* _AIM OF THE EXERCISE_: Exclude the images and repeat all remaining entries exactly.

* _DATASET RECORDS_:
§ §
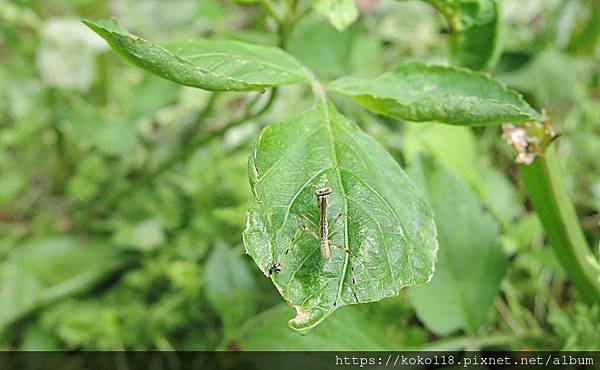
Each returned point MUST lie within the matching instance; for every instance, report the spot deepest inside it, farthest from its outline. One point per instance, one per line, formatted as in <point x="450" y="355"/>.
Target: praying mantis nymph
<point x="322" y="194"/>
<point x="322" y="207"/>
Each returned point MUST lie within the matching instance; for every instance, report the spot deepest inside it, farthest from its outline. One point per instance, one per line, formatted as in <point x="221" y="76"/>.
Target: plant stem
<point x="468" y="343"/>
<point x="544" y="183"/>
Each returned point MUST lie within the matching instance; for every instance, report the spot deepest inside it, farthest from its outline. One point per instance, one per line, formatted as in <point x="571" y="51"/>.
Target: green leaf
<point x="347" y="330"/>
<point x="340" y="13"/>
<point x="41" y="271"/>
<point x="471" y="263"/>
<point x="230" y="286"/>
<point x="421" y="92"/>
<point x="206" y="64"/>
<point x="474" y="42"/>
<point x="544" y="182"/>
<point x="381" y="218"/>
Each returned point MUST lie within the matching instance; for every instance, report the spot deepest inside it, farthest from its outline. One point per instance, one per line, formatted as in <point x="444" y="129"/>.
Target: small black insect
<point x="276" y="267"/>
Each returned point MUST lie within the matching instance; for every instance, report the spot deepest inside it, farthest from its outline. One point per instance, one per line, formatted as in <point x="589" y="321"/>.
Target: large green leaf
<point x="41" y="271"/>
<point x="206" y="64"/>
<point x="474" y="41"/>
<point x="471" y="263"/>
<point x="384" y="222"/>
<point x="340" y="13"/>
<point x="347" y="330"/>
<point x="421" y="92"/>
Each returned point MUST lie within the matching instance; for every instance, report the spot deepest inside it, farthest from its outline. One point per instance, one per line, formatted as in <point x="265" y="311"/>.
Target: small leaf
<point x="347" y="330"/>
<point x="471" y="263"/>
<point x="421" y="92"/>
<point x="206" y="64"/>
<point x="340" y="13"/>
<point x="381" y="218"/>
<point x="41" y="271"/>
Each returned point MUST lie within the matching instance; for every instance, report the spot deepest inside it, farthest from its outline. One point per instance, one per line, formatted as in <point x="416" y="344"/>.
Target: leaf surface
<point x="385" y="224"/>
<point x="347" y="330"/>
<point x="422" y="92"/>
<point x="206" y="64"/>
<point x="471" y="262"/>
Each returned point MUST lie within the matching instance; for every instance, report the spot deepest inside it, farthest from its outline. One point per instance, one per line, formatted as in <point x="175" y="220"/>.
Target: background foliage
<point x="123" y="196"/>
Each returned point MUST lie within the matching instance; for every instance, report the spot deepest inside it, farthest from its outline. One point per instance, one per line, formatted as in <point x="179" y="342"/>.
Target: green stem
<point x="543" y="181"/>
<point x="468" y="343"/>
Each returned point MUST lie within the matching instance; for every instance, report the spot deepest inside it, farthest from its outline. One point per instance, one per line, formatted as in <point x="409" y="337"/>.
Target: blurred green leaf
<point x="41" y="271"/>
<point x="471" y="263"/>
<point x="474" y="40"/>
<point x="551" y="76"/>
<point x="347" y="330"/>
<point x="206" y="64"/>
<point x="420" y="92"/>
<point x="11" y="185"/>
<point x="145" y="235"/>
<point x="454" y="146"/>
<point x="65" y="57"/>
<point x="230" y="286"/>
<point x="322" y="48"/>
<point x="385" y="224"/>
<point x="340" y="13"/>
<point x="499" y="195"/>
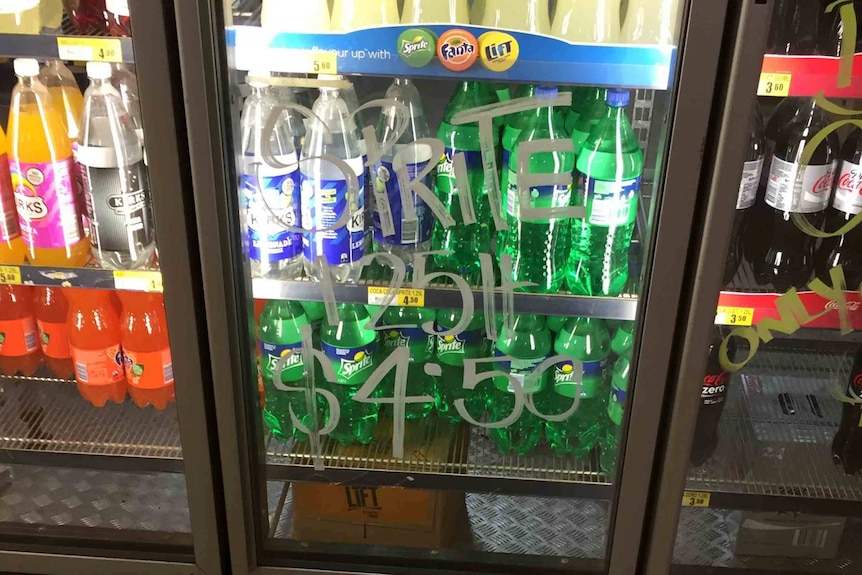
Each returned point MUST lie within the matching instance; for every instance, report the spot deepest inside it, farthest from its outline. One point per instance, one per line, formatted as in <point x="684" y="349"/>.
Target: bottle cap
<point x="26" y="67"/>
<point x="99" y="70"/>
<point x="618" y="98"/>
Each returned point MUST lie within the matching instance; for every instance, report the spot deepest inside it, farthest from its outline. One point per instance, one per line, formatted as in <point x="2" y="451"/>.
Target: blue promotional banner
<point x="442" y="51"/>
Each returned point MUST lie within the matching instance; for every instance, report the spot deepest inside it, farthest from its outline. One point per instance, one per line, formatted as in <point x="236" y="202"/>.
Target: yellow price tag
<point x="743" y="316"/>
<point x="774" y="85"/>
<point x="90" y="49"/>
<point x="138" y="281"/>
<point x="405" y="297"/>
<point x="695" y="499"/>
<point x="10" y="275"/>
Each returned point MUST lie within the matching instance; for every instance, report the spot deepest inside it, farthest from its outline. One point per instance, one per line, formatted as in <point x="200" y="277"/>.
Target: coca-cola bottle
<point x="847" y="445"/>
<point x="846" y="250"/>
<point x="747" y="196"/>
<point x="712" y="399"/>
<point x="795" y="189"/>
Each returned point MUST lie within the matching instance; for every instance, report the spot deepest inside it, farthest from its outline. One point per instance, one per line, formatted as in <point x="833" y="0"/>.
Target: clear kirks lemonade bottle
<point x="40" y="161"/>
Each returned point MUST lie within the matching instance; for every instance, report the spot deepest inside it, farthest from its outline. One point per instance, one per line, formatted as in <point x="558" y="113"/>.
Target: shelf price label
<point x="10" y="275"/>
<point x="695" y="499"/>
<point x="742" y="316"/>
<point x="405" y="297"/>
<point x="774" y="84"/>
<point x="148" y="281"/>
<point x="88" y="49"/>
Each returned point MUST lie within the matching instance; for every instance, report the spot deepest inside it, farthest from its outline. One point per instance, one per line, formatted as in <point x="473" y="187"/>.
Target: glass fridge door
<point x="434" y="226"/>
<point x="91" y="377"/>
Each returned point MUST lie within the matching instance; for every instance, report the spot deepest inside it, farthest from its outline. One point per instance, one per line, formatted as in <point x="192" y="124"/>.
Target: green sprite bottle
<point x="609" y="175"/>
<point x="539" y="248"/>
<point x="452" y="350"/>
<point x="352" y="351"/>
<point x="585" y="339"/>
<point x="421" y="346"/>
<point x="528" y="343"/>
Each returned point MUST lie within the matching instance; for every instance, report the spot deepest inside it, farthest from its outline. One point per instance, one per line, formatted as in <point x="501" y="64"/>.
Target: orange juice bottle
<point x="40" y="161"/>
<point x="94" y="338"/>
<point x="12" y="247"/>
<point x="51" y="311"/>
<point x="19" y="339"/>
<point x="147" y="349"/>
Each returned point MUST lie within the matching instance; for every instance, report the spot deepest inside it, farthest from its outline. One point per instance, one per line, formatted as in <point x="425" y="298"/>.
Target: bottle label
§ §
* _WRITTEN SOLUTION_:
Each returned point MUST lie within the matching instance; for every instance, report the spot deepest inside it, farthest from its outline. One point per instance, one per line, formatted as in <point x="450" y="355"/>.
Target: praying mantis nymph
<point x="322" y="194"/>
<point x="322" y="207"/>
Each returned point MUST lie within the matching instance; for every instance, report the spot deepest inside it, farthest from its outline. One point per instance, one per line, formatted as in <point x="221" y="76"/>.
Target: plant stem
<point x="468" y="343"/>
<point x="544" y="183"/>
Each returned point MUST lie within the matching instance; for every instance, report the spot deepest inside it, farthest from its outline. One point per instance, one per line, formatted as in <point x="571" y="51"/>.
Target: green leaf
<point x="347" y="330"/>
<point x="340" y="13"/>
<point x="41" y="271"/>
<point x="471" y="263"/>
<point x="230" y="286"/>
<point x="421" y="92"/>
<point x="206" y="64"/>
<point x="474" y="42"/>
<point x="544" y="182"/>
<point x="381" y="218"/>
Each returned point MUST lie within the matching instance; for every instance, report the spot deepest inside it, farthest from its outline. One point per instance, one per line, formatted as in <point x="444" y="129"/>.
Target: small black insect
<point x="276" y="267"/>
Each returned point MUST lie within the matching instance; for every instance, report the spot deepest inside it, farthest from its outline. One point per instance, one per line, formatted as in <point x="589" y="321"/>.
Target: large green leaf
<point x="41" y="271"/>
<point x="206" y="64"/>
<point x="474" y="41"/>
<point x="471" y="263"/>
<point x="384" y="222"/>
<point x="340" y="13"/>
<point x="347" y="330"/>
<point x="421" y="92"/>
Each returned point MUST lie within the matching instance; for every instance, report the spot deepest inside it, farthest from its outline. One point per instance, one per line, formatted as in <point x="265" y="311"/>.
Target: small leaf
<point x="347" y="330"/>
<point x="471" y="263"/>
<point x="421" y="92"/>
<point x="206" y="64"/>
<point x="340" y="13"/>
<point x="381" y="218"/>
<point x="41" y="271"/>
Each returned point MUST lie within the matching instance; for every instance, report the spot deepest inside it, farthest from its outline. One point per instance, one per line, formatted as in <point x="416" y="344"/>.
Target: leaf surface
<point x="385" y="224"/>
<point x="347" y="330"/>
<point x="422" y="92"/>
<point x="206" y="64"/>
<point x="471" y="262"/>
Each returned point MUST lie within the matching instance; for every instance, report the spot deepest inside it, farthest from its outline. One point per instance, one per line, formatted as in <point x="175" y="220"/>.
Target: background foliage
<point x="123" y="196"/>
Each returned point MUST lie within the matching instance; for every instance, report the spot deepest inside it, farthest from its outline. One point per instance, one per line, formatted as in <point x="179" y="342"/>.
Target: green stem
<point x="543" y="181"/>
<point x="468" y="343"/>
Each returned point MUST lie within the matching instance; for every instance, report the spot deepest inside it, farthest from its outline. One point per instance, one per line, formatted as in <point x="409" y="337"/>.
Target: blurred green leaf
<point x="41" y="271"/>
<point x="471" y="263"/>
<point x="474" y="40"/>
<point x="551" y="76"/>
<point x="347" y="330"/>
<point x="206" y="64"/>
<point x="420" y="92"/>
<point x="11" y="185"/>
<point x="145" y="235"/>
<point x="454" y="146"/>
<point x="65" y="57"/>
<point x="230" y="286"/>
<point x="322" y="48"/>
<point x="385" y="224"/>
<point x="340" y="13"/>
<point x="499" y="195"/>
Each returned point MUST lie within the matching instance; for every instance, report the spot deepest inside it, farthest from its outline. One point per instance, one per line, formatted as in <point x="684" y="349"/>.
Target: bottle cap
<point x="26" y="67"/>
<point x="99" y="70"/>
<point x="618" y="98"/>
Each returned point MUST lie within the matching instance; for every instance, report the spot deepest inside it, farthest from its outline. One point per instance, one per line, formatted as in <point x="2" y="451"/>.
Target: blue promotional banner
<point x="442" y="51"/>
Each returned point MUST lie within the matching instance; for every instance, report the spot deepest inside it, farthest from its outline. One point per instance, one per line, formatted as in <point x="236" y="202"/>.
Target: yellow price tag
<point x="743" y="316"/>
<point x="774" y="85"/>
<point x="90" y="49"/>
<point x="138" y="281"/>
<point x="405" y="297"/>
<point x="695" y="499"/>
<point x="10" y="275"/>
Each returned point MUST lie within the matching instance; for every instance, report the spot deepest inside it, farthest from its outline. One point per instance, one per line, formatted as in <point x="200" y="277"/>.
Target: coca-cola bottle
<point x="847" y="445"/>
<point x="846" y="250"/>
<point x="747" y="196"/>
<point x="712" y="399"/>
<point x="795" y="189"/>
Each returned point MUST lie within the matching instance; for every instance, report the spot deepest inside it, farthest from its outline. One point per instance, one per line, formatted as in <point x="833" y="0"/>.
Target: clear kirks lemonade bottle
<point x="40" y="161"/>
Each returned point MUST lie within the matching instance; for every instance, report the spot deepest inside it, farthest from its outline. One point per instance, one per line, formatted as in <point x="558" y="113"/>.
Target: shelf price label
<point x="10" y="275"/>
<point x="695" y="499"/>
<point x="742" y="316"/>
<point x="405" y="297"/>
<point x="774" y="84"/>
<point x="148" y="281"/>
<point x="88" y="49"/>
Each returned point MUST lie within the matching instance; for every instance, report the spot deepest inside it, farthest from its outline. One point per instance, one per line, formatted as in <point x="473" y="187"/>.
Target: glass fridge door
<point x="434" y="226"/>
<point x="91" y="377"/>
Each returned point MUST lie within the matching instance; for every instance, report the spot deepest inside it, farthest from its outline. One point per instance, one per line, formatted as in <point x="192" y="124"/>.
Target: green sprite bottle
<point x="609" y="175"/>
<point x="539" y="248"/>
<point x="452" y="350"/>
<point x="352" y="351"/>
<point x="585" y="339"/>
<point x="421" y="346"/>
<point x="528" y="343"/>
Each returned point MUST lie within the matching instance; for every instance, report the spot deepest inside it, farthest from its outline. One point per instance, one per line, formatted as in <point x="501" y="64"/>.
Target: orange juice bottle
<point x="40" y="161"/>
<point x="94" y="338"/>
<point x="12" y="247"/>
<point x="51" y="311"/>
<point x="19" y="339"/>
<point x="147" y="349"/>
Each returned point MUST lie within the matching instance; for every instance, report the spot deepest inside it, farthest from its outline. One point per instance, one per line, formatted as in <point x="425" y="298"/>.
Target: bottle label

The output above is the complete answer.